*Problem to work on:* Once the line containing "Each instance receives one keypoint. Mark the rear door" is found in the records below, return it and each following line exactly, up to and including the line containing "Each instance receives one keypoint. Mark the trunk", and nothing else.
:: Information ::
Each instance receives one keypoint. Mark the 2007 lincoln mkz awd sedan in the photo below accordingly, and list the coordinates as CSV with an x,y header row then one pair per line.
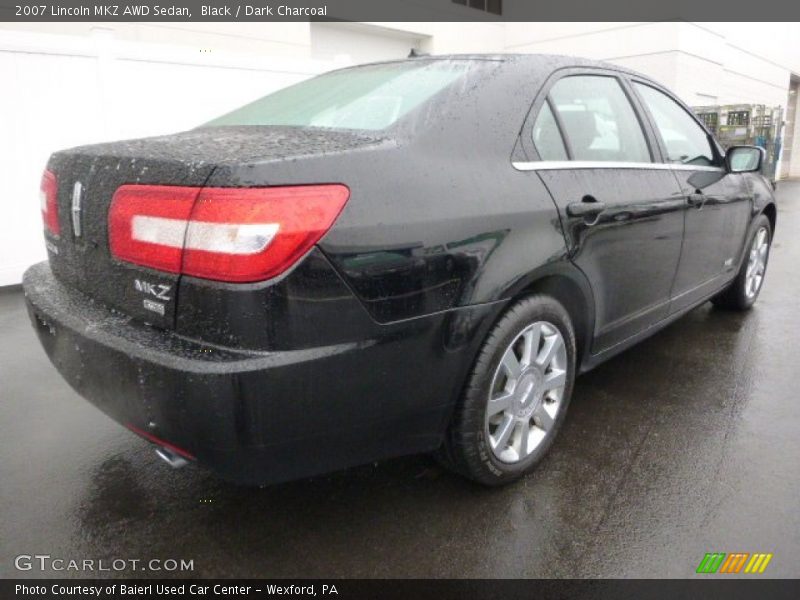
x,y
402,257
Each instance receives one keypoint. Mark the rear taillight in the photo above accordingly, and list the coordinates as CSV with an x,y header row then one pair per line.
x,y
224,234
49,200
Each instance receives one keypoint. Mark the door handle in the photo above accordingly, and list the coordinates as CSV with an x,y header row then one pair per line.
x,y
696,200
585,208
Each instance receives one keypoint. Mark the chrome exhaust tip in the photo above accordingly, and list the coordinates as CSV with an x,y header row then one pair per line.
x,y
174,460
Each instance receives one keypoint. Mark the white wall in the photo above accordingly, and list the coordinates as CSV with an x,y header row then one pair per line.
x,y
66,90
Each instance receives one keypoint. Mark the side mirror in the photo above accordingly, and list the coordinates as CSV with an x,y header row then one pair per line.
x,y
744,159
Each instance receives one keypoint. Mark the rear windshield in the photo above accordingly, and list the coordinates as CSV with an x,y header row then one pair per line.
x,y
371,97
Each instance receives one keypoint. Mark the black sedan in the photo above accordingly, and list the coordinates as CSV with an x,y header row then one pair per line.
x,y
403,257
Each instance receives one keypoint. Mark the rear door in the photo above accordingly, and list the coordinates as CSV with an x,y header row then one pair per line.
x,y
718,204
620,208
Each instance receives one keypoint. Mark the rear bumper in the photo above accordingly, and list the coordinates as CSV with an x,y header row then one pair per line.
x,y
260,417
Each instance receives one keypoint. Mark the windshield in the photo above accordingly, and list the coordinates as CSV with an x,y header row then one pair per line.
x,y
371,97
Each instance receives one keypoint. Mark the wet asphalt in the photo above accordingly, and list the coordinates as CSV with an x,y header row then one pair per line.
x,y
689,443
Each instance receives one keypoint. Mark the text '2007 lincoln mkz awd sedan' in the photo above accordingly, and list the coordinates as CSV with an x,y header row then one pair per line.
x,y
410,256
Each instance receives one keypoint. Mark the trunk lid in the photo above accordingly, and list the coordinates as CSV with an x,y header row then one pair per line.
:::
:: Information ::
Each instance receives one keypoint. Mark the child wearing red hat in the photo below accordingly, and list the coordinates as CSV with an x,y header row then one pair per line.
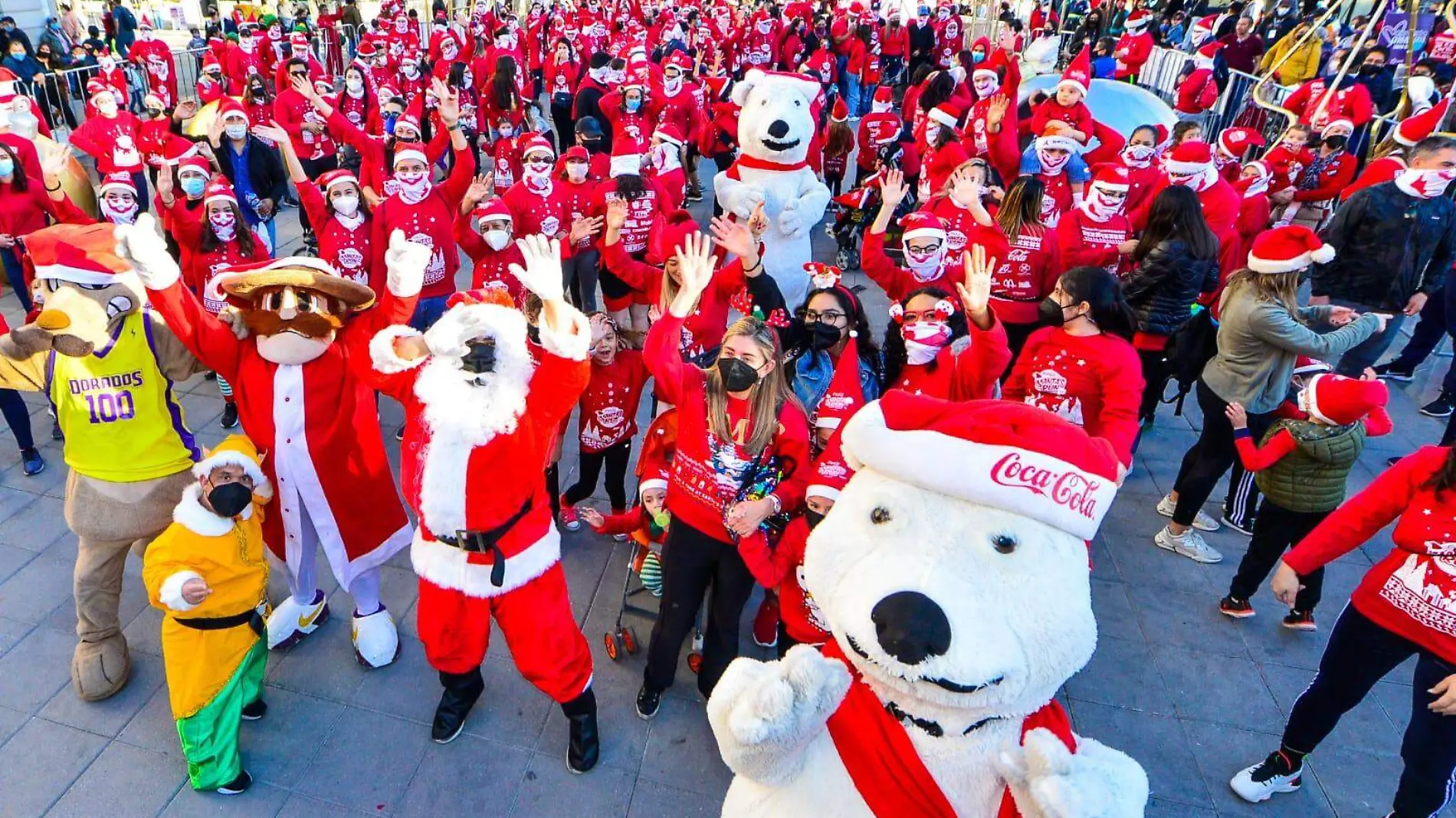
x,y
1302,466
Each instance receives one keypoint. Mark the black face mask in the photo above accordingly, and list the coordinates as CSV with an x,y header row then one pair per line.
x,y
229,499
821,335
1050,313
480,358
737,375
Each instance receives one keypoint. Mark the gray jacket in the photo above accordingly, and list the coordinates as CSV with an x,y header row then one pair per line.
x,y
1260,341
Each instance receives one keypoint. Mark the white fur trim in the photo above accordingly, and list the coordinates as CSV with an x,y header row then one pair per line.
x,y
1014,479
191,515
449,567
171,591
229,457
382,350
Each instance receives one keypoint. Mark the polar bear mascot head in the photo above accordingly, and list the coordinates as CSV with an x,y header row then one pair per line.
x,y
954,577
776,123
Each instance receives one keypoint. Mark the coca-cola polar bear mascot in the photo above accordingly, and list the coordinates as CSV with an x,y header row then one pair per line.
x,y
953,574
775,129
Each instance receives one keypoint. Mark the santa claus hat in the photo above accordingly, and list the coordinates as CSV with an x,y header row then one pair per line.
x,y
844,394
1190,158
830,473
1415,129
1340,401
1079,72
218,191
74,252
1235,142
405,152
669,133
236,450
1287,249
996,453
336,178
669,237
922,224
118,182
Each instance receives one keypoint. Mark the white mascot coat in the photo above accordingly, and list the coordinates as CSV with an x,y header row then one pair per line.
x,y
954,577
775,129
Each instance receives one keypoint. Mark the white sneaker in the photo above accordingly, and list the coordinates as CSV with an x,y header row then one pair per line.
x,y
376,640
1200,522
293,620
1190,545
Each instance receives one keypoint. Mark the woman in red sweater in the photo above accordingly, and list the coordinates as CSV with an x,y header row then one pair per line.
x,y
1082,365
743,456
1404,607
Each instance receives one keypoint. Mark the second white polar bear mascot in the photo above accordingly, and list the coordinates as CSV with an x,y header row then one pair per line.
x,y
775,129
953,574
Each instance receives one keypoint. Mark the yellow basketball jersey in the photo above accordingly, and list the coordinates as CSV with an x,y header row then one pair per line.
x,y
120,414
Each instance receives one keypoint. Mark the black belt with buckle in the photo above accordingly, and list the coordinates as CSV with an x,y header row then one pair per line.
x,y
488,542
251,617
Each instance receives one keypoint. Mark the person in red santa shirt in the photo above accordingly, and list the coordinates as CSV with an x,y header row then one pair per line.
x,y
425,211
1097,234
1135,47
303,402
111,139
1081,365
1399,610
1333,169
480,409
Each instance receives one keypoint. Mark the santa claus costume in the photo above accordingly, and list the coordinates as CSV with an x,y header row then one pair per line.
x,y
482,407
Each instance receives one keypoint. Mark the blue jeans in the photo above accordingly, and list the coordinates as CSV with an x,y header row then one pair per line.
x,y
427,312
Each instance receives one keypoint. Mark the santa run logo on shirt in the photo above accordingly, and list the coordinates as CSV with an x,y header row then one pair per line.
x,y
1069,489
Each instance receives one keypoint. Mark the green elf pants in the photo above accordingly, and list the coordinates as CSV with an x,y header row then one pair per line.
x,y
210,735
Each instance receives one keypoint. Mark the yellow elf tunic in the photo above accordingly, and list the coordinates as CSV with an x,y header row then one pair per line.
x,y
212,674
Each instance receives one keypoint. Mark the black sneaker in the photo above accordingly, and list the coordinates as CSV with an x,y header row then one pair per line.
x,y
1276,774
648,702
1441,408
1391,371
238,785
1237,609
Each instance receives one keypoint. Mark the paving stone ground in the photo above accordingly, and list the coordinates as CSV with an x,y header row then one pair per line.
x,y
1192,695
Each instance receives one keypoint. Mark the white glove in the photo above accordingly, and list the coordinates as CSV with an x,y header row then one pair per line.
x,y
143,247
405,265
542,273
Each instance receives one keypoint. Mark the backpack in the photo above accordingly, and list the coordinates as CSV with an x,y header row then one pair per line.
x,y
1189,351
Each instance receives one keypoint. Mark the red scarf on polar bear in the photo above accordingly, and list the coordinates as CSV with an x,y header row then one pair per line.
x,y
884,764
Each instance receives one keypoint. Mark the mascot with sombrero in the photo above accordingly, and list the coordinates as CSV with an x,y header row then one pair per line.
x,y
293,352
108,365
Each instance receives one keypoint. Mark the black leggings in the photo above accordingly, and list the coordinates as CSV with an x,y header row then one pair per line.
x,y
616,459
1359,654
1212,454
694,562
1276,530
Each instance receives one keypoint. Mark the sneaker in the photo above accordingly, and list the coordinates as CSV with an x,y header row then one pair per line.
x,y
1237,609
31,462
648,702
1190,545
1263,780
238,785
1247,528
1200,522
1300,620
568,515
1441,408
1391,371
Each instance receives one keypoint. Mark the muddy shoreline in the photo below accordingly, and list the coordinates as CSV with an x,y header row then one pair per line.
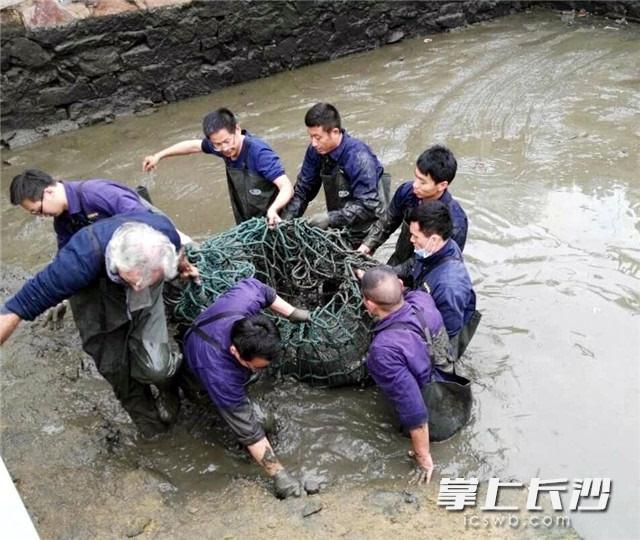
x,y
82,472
:::
*Result of this exercise:*
Each instance receives one keypoint. Mark the rear door in the photo above accordingly, and list the coordinates as CSV with an x,y header row then one pair per line.
x,y
718,204
620,208
Each instance receives one keypoint. Mark the rear bumper in the photo above accordingly, and list the coordinates as CSV with an x,y header row then one pair per line.
x,y
260,417
Each instance receives one keypoint. Mark the windshield in the photo above accordingly, and list the coordinates as CSV with an x,y header row then one pair per line.
x,y
371,97
Each instance receives one keypoint. Mark the wet asphalt in the photo above accordingly, and list the coordinates as CSV with an x,y header row then one pair per line.
x,y
689,443
Each instance receives one keypoint. Mark the text '2007 lincoln mkz awd sedan' in the photo above accordingly, and list the coordinates as CSV with an x,y header row then one pair per line.
x,y
410,256
Each instance receives one keypoint. Mark the trunk lid in the photo above accordingly, and list the coordinates as CSV with an x,y header row then one pair per line.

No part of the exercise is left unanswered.